Clinicians should be aware of the potential for certain drugs to induce diabetes, especially in high-risk patients, according to a review recently published in Diabetologia.

Though several drugs have been found to interfere with glucose homeostasis, the study authors focused their review on 4 pharmacologic classes: glucocorticoids, antiretroviral therapies (ART), newer atypical antipsychotics, and immune checkpoint inhibitors.

With glucocorticoids, the daily dose and duration of treatment were reported to play a role in diabetes risk. Worsening glucose control was found to occur rapidly after glucocorticoid initiation in patients with diabetes, while for those without, the time to hyperglycemia onset varied.

Treatment with atypical antipsychotics was associated with both weight gain and rapid increase in blood glucose. Among these agents, clozapine and olanzapine were considered to impart the greatest risk for diabetes, while aripiprazole and ziprasidone had the lowest risk. 

As for ART, first generation nucleoside analogue reverse transcriptase inhibitors (eg, stavudine, zidovudine) and protease inhibitors were linked to both increased lipotoxicity and insulin resistance. Newer agents were found to have reduced toxicity.

Certain immune checkpoint inhibitors may also trigger diabetes. Compared with anti-CTLA-4 agents (eg, ipilimumab), the risk of diabetes was found to be higher with anti-PD1 (eg, pembrolizumab, nivolumab) and anti-PD-L1 (eg, atezolizumab, avelumab, durvalumab) therapies.

### Stored data
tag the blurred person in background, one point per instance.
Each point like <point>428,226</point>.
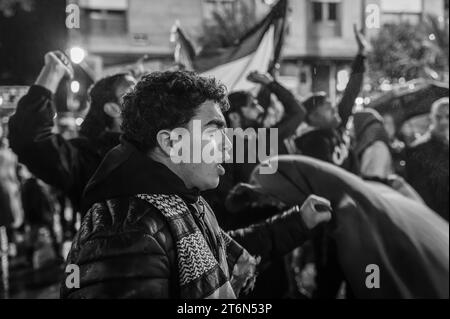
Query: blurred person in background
<point>427,160</point>
<point>372,149</point>
<point>324,134</point>
<point>39,212</point>
<point>246,112</point>
<point>66,164</point>
<point>396,145</point>
<point>371,145</point>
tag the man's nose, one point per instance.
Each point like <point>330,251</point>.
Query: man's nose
<point>227,146</point>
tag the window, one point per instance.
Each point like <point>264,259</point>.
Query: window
<point>402,11</point>
<point>105,22</point>
<point>318,11</point>
<point>332,11</point>
<point>327,10</point>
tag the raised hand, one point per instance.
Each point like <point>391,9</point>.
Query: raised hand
<point>260,78</point>
<point>363,45</point>
<point>59,63</point>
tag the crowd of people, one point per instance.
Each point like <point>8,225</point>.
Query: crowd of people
<point>151,227</point>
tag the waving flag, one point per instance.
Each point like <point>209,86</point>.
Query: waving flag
<point>258,49</point>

### Exercise 1
Answer these questions using the summary of the drug-induced diabetes review:
(a) Which four pharmacologic classes did the review focus on?
(b) Which two atypical antipsychotics were considered to carry the greatest risk for diabetes?
(c) Which two classes of immune checkpoint inhibitors showed a higher diabetes risk than anti-CTLA-4 agents?
### Exercise 2
List every immune checkpoint inhibitor drug named in the summary of the drug-induced diabetes review.
### Exercise 3
Continue the summary of the drug-induced diabetes review from its final sentence.

### Answer area 1
(a) Glucocorticoids, antiretroviral therapies (ART), newer atypical antipsychotics, and immune checkpoint inhibitors.
(b) Clozapine and olanzapine.
(c) Anti-PD1 and anti-PD-L1 therapies.

### Answer area 2
- Ipilimumab
- Pembrolizumab
- Nivolumab
- Atezolizumab
- Avelumab
- Durvalumab

### Answer area 3
Despite potentially causing new-onset or worsening of diabetes, the authors noted that the benefits of these medications significantly outweigh the risks associated with their discontinuation.

“Nevertheless, clinicians should be mindful of the risk of deterioration of glucose homeostasis, especially in individuals with pre-existing risk factors, so that alternative therapies with a lower risk of hyperglycemia may be chosen whenever possible,” they stated.

For high-risk patients who are receiving medications known to alter glucose tolerance, careful monitoring is recommended. Lifestyle modification is considered a key step in both prevention and treatment of drug-induced diabetes. Metformin is recommended as a first-line pharmacotherapy when lifestyle changes are insufficient.

For patients with severe hyperglycemia or in those who experience diabetic ketoacidosis, insulin therapy is recommended and should be modified based on blood glucose monitoring results.       

“Newer glucose-lowering agents that may promote weight loss are of potential interest in the treatment of individuals whose diabetes occurs in a context of weight gain and insulin resistance,” the authors added.